Copy exactly, and copy nothing else: the line that contains "Expected output, for every instance of the out-of-focus" and all lines after it in the listing, without pictures.
====================
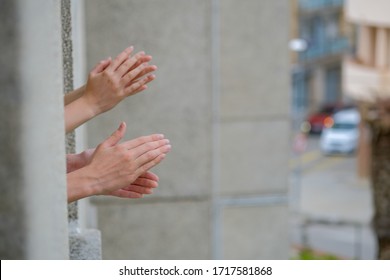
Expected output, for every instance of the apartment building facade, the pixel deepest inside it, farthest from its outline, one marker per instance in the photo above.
(316, 71)
(366, 74)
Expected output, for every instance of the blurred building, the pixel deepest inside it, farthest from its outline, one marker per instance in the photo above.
(217, 97)
(316, 72)
(221, 97)
(366, 75)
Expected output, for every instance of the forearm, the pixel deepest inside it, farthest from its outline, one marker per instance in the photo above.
(80, 185)
(76, 161)
(73, 95)
(77, 113)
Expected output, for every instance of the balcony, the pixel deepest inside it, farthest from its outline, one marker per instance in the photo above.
(314, 5)
(365, 83)
(329, 48)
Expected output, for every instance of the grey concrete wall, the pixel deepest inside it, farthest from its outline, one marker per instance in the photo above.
(221, 96)
(33, 209)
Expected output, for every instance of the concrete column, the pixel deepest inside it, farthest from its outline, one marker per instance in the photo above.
(381, 48)
(32, 166)
(254, 129)
(365, 46)
(388, 49)
(84, 243)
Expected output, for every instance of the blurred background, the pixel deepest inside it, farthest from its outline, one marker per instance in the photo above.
(276, 111)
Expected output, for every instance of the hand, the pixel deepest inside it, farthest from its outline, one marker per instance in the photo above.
(113, 80)
(144, 184)
(117, 168)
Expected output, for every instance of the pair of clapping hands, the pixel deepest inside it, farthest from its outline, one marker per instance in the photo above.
(113, 168)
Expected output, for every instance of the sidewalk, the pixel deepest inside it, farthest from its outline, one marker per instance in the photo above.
(331, 210)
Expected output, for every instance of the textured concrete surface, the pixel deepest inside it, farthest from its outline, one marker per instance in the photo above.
(162, 230)
(221, 97)
(33, 164)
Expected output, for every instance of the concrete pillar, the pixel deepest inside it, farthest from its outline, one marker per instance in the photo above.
(381, 48)
(32, 165)
(365, 45)
(388, 49)
(254, 129)
(84, 243)
(221, 97)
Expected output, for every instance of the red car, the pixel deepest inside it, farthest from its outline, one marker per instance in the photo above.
(317, 121)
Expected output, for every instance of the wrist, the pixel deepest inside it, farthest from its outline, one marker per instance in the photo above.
(81, 184)
(90, 104)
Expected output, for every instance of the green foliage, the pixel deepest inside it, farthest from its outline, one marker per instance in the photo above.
(307, 254)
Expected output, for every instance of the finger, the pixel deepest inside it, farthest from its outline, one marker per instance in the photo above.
(148, 69)
(150, 164)
(116, 136)
(126, 194)
(142, 59)
(139, 85)
(145, 183)
(147, 147)
(133, 74)
(151, 155)
(130, 63)
(150, 175)
(101, 66)
(120, 58)
(138, 189)
(142, 140)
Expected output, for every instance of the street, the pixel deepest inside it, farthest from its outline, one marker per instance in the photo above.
(331, 207)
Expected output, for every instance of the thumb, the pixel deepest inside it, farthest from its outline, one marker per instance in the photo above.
(116, 136)
(101, 66)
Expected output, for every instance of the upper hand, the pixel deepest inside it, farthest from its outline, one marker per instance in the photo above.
(113, 80)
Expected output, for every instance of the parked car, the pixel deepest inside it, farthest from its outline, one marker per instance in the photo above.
(342, 132)
(317, 121)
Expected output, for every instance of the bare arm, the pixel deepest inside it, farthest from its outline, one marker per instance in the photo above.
(119, 169)
(108, 83)
(73, 95)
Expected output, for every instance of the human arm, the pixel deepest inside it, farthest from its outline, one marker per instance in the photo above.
(144, 184)
(108, 83)
(73, 95)
(119, 169)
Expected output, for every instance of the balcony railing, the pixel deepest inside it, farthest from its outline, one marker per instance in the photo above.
(319, 4)
(325, 49)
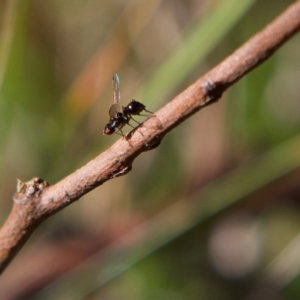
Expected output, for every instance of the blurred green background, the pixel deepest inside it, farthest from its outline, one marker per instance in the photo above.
(213, 213)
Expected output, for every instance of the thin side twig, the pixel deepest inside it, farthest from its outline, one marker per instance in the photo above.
(35, 200)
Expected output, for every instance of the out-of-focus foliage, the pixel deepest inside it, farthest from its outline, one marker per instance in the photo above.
(211, 213)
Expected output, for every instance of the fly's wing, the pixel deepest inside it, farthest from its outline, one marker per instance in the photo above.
(115, 108)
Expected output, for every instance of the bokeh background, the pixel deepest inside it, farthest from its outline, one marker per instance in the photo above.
(213, 213)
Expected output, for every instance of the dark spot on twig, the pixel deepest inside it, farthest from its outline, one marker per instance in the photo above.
(121, 172)
(212, 91)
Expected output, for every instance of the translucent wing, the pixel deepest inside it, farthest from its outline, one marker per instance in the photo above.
(115, 108)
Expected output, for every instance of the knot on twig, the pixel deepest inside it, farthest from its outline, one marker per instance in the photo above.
(212, 91)
(27, 189)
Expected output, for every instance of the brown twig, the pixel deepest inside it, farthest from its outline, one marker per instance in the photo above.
(35, 200)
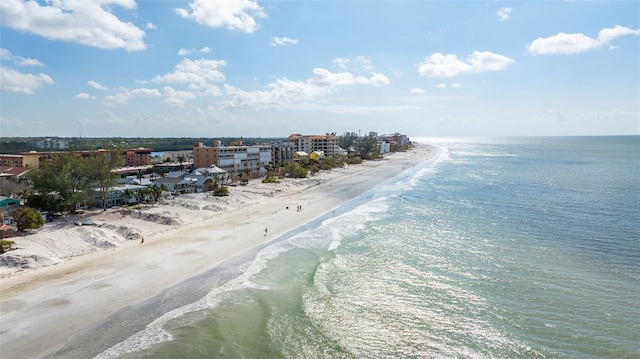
====================
» **Solution to the problem**:
Expected output, for every instance of the out-of-focus foliage, the pixel deepest inside it, farthest from its outline, one marker per instance in the photo above.
(211, 213)
Expected output, for every instance of the fly's wing, the pixel deepest inside it, farthest from its outline, one marker per instance in the photo above.
(115, 108)
Expected output, for every instance of the bokeh background, the pixel deepest inside it, farthest from its outline, one marker per instance in the photo above.
(213, 213)
Expected output, for every instance of the dark spot on twig, the pixel deepest inside it, farthest from its outline, one marker per instance in the photo above.
(121, 172)
(212, 91)
Expected output, for every instance of the translucent wing, the pixel deepest inside it, farthest from its outline, one marker per instance in the photo above.
(115, 108)
Expected output, for every instance of the knot on twig, the pixel deepest inside it, farthest from its outline, one marker per instance in the photo above.
(212, 91)
(27, 189)
Expected output, for every instance of the brown twig, the pixel deepest inside it, farthest from its outline, one marker per instance in the photo above.
(35, 200)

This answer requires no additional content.